TASK DETAILS> Reproduce every one of the entries below word for word, changing nothing.
+++ DATASET EXCERPTS
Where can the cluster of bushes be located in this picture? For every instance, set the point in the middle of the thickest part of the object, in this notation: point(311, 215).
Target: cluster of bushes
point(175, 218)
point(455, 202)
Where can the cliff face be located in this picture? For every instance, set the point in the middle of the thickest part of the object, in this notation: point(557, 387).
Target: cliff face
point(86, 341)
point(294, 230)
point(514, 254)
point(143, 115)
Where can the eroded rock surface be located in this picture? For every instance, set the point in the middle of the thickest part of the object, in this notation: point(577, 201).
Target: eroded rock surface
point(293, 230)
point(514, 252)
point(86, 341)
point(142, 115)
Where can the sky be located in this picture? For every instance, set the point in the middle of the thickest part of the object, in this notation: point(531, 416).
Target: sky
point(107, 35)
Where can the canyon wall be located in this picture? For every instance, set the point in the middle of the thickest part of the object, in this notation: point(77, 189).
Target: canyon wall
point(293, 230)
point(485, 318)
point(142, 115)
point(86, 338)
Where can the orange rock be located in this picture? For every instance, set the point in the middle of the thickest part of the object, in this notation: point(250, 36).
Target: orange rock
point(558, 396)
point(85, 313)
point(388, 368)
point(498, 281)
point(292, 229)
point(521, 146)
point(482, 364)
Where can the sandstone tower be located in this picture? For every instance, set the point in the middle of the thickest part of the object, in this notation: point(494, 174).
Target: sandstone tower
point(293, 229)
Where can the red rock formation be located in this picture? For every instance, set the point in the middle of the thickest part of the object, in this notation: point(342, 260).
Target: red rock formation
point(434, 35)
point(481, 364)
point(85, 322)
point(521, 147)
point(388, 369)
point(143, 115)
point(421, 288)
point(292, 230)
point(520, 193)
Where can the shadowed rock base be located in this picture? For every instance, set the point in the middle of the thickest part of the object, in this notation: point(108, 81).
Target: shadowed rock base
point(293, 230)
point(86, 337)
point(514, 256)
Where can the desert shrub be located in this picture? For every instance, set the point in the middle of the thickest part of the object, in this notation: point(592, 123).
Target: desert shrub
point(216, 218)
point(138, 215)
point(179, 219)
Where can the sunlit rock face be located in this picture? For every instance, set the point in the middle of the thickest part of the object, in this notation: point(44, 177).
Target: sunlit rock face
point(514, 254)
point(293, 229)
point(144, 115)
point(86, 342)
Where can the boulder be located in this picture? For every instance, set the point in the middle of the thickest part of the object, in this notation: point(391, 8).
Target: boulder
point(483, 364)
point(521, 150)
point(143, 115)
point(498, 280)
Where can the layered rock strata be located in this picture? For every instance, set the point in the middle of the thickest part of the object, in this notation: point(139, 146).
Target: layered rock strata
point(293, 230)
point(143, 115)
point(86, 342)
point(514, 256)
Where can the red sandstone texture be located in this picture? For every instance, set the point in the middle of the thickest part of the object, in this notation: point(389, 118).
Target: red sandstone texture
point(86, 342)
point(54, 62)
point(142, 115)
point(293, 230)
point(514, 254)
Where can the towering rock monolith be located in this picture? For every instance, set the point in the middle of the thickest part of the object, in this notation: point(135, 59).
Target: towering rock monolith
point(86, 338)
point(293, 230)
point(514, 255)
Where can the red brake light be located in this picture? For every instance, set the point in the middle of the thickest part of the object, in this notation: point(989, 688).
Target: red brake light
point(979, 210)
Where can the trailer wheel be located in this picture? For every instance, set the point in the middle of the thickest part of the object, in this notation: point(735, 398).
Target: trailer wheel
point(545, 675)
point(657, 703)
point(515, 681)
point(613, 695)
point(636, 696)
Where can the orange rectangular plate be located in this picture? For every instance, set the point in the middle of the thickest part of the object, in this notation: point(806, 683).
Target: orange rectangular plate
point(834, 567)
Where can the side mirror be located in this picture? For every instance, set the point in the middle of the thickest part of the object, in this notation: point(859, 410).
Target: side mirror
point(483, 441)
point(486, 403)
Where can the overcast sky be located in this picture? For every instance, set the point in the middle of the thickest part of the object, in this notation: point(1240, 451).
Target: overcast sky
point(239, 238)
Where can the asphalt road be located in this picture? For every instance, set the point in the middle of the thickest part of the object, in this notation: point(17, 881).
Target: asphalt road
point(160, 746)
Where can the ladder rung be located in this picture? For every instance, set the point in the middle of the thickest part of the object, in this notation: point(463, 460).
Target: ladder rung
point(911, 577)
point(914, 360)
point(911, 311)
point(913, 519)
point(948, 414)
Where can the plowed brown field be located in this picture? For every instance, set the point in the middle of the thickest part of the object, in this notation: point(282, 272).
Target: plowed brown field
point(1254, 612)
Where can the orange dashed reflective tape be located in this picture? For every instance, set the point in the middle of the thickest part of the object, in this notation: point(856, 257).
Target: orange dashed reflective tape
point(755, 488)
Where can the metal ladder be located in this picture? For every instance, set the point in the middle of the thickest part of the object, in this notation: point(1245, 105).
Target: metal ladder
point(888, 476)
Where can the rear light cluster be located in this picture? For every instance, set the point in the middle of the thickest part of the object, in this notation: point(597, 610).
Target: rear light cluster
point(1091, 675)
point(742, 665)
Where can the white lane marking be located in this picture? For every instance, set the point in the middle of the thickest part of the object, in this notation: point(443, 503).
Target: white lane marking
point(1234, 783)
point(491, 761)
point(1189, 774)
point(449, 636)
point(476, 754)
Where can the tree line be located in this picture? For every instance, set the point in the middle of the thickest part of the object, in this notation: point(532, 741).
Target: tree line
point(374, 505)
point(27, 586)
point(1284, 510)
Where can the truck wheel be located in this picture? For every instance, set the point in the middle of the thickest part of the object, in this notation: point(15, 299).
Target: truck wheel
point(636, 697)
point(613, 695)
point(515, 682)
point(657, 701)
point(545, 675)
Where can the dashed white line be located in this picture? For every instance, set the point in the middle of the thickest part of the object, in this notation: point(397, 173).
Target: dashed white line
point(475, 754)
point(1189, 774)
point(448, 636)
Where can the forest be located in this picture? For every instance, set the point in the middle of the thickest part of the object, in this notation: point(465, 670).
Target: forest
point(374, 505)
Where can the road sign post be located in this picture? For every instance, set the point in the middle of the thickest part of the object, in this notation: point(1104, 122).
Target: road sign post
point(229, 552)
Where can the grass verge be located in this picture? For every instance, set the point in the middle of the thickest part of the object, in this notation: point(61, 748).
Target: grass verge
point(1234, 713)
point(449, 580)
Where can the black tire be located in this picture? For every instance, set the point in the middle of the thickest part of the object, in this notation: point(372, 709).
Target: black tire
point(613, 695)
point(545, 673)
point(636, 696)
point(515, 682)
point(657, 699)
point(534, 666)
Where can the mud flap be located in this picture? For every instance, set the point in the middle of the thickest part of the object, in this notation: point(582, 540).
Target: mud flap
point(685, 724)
++++++
COMPLETE ANSWER>
Where can the cluster of bushes be located in this picture? For every instance, set the point in the middle of the thickest part of the object, in this notation: point(311, 215).
Target: cluster of bushes
point(175, 218)
point(455, 202)
Where can the cliff face be located in this picture? For every instance, set the point in the middle of the thickest part of the object, in this notation: point(557, 387).
Target: cliff face
point(86, 341)
point(294, 230)
point(514, 254)
point(143, 115)
Where can the eroded rock surface be located in this picture? For every instance, set the point in the middle of the thickest part of the object, in this notation: point(577, 201).
Target: eroded rock surface
point(293, 230)
point(514, 252)
point(86, 341)
point(142, 115)
Where can the sky be located in this picture? For every instance, set the point in the middle of the thickest part of the object, in this notation: point(531, 416).
Target: sky
point(107, 35)
Where can the canyon wall be located in this picture? For every instance, set the point in the middle of the thickest part of the object, in this notation: point(77, 189).
Target: canyon wall
point(293, 230)
point(485, 318)
point(142, 115)
point(86, 338)
Where can the orange rock be located in this picture? For every instance, set the point in the middle of the thickest part of the object, in this notation: point(250, 36).
Target: orange rock
point(558, 396)
point(85, 313)
point(388, 368)
point(498, 281)
point(292, 229)
point(521, 146)
point(482, 364)
Where can the sandstone tower be located in this picture? For every instance, set the point in the middle of the thickest part of the object, in this notation: point(494, 174).
Target: sandstone tower
point(293, 229)
Where can the red rock formation be located in this picture? For every instance, set the point in the middle of the thickest part of the object, in this notation: point(342, 260).
Target: red rock formation
point(434, 35)
point(481, 364)
point(85, 322)
point(521, 147)
point(388, 369)
point(143, 115)
point(421, 288)
point(292, 230)
point(520, 193)
Where can the shadowed rock base be located in this picture? For every instance, set the point in the middle of the thickest part of the object, in this notation: point(108, 81).
Target: shadowed rock base
point(293, 230)
point(86, 337)
point(514, 256)
Where can the desert shrub be located in this picture? For every instance, set the point in the middle of the thickest part of the object, in this notation: point(592, 123).
Target: desert shrub
point(216, 218)
point(138, 215)
point(179, 219)
Where can the sunlit rock face be located in this picture? For every instance, set the point in the middle of the thickest part of the object, in this notation: point(44, 177).
Target: sunlit rock face
point(514, 254)
point(293, 229)
point(144, 115)
point(86, 342)
Where can the boulder be located in this picture? For every instance, set the point in the middle of the thickest part of the object, in this notation: point(391, 8).
Target: boulder
point(483, 364)
point(521, 150)
point(143, 115)
point(498, 280)
Where can the layered rock strata be located in this picture? For every instance, set the point in the middle of the thickest part of the object, in this notation: point(139, 146).
Target: layered rock strata
point(293, 230)
point(143, 115)
point(86, 342)
point(514, 256)
Where can the red sandstone texture be located in this picture? For every instance, set the point in the middle of the thickest part of the object, in this notation: point(389, 118).
Target: red sandstone texture
point(86, 342)
point(54, 62)
point(142, 115)
point(293, 230)
point(514, 254)
Where can the towering rock monolith be located in this picture? For every instance, set the point in the middle of the thickest part of the object, in this notation: point(135, 59).
Target: towering rock monolith
point(86, 338)
point(293, 230)
point(514, 255)
Where can the red brake light be located in this picture? For every instance, set the point in the middle of the thickest part of the object, in this notation: point(989, 688).
Target: red brake light
point(979, 210)
Where can the trailer wheel be located in this picture? For every instance, set the point in the middle of the thickest part of the object, in this notation: point(735, 398).
Target: trailer wheel
point(545, 675)
point(657, 703)
point(515, 681)
point(613, 695)
point(636, 696)
Where can the orange rectangular plate be located in this picture? For every instance, set the point in the middle of the thickest part of the object, in this notation: point(806, 683).
Target: orange rectangular plate
point(834, 567)
Where can the side mirror be located in this picture? For every instance, set the point in the middle of the thickest part of the object, in this notation: point(859, 410).
Target: side mirror
point(483, 441)
point(486, 403)
Where can the overcast sky be located in this picture? For every instance, set the point in the middle of the thickest part of the object, in this notation: point(1240, 451).
Target: overcast sky
point(239, 238)
Where can the asphalt road be located in this picture? For every instance, set the point in the middle of the thickest part of the object, in this notation: point(17, 881).
Target: asphalt road
point(160, 746)
Where can the ladder rung be located in this picture? For every instance, set the point in the middle of the thickest part of the object, in this notation: point(463, 460).
Target: ladder rung
point(911, 577)
point(914, 360)
point(911, 311)
point(913, 519)
point(948, 414)
Where can the plowed brown field be located in this picture? For every instance, set the point in the middle of the thickest part of the object, in this notation: point(282, 272).
Target: plowed brown field
point(1254, 612)
Where can the orange dashed reflective tape be located in this picture? For every instance, set the point in the middle of the thickest part of the object, in this notation: point(856, 257).
Target: orange dashed reflective tape
point(755, 488)
Where can the metal ladder be located in this picture? For every instance, set the point in the middle of the thickest part of the object, in this notation: point(1245, 105).
Target: metal ladder
point(888, 476)
Where can the rear light cluster be located in this picture? For every instance, set the point in the middle of the thickest part of the object, in this notation: point(597, 610).
Target: rear light cluster
point(1091, 675)
point(742, 665)
Where can the white lane marking be located in this picture? For every instance, set the point in the middle of the thickest part of the object, in this notation: point(443, 503).
Target: white lane marking
point(1234, 783)
point(491, 761)
point(1189, 774)
point(449, 636)
point(476, 754)
Where can the tree line be located in this picture? For every instance, set the point in the middle of the thickest part of the object, in this notation: point(532, 741).
Target: tree line
point(374, 505)
point(27, 586)
point(1284, 510)
Where can the truck wheel be located in this picture? For every instance, set the point in the middle of the thickest part of the object, in this notation: point(15, 299).
Target: truck wheel
point(636, 697)
point(613, 695)
point(515, 682)
point(657, 701)
point(545, 675)
Where can the dashed white line be located in this picture? For every instance, set the point in the middle of the thickest part of the object, in this notation: point(397, 173).
Target: dashed white line
point(475, 754)
point(1189, 774)
point(448, 636)
Where can the forest be located in this picture? For every instance, set the point in the middle of the thickest part of the object, in this notation: point(465, 670).
Target: forest
point(374, 505)
Where can the road sign post be located in this picture? For every instance, set the point in the middle of the thickest part of the object, in this notation: point(1104, 122).
Target: road sign post
point(229, 552)
Where can the grass verge be located in this picture? For every instance, set the point in the middle of the thickest part of the object, in this notation: point(61, 748).
Target: grass verge
point(1234, 713)
point(449, 580)
Where can the black tire be located in this picture? For every instance, set the point in the middle of the thickest part of the object, in this notation: point(372, 709).
Target: black tire
point(613, 695)
point(545, 673)
point(636, 696)
point(515, 682)
point(657, 699)
point(534, 666)
Where can the mud flap be located in this picture? For every instance, set the point in the middle of the thickest part of the object, in this notation: point(582, 540).
Target: mud flap
point(685, 724)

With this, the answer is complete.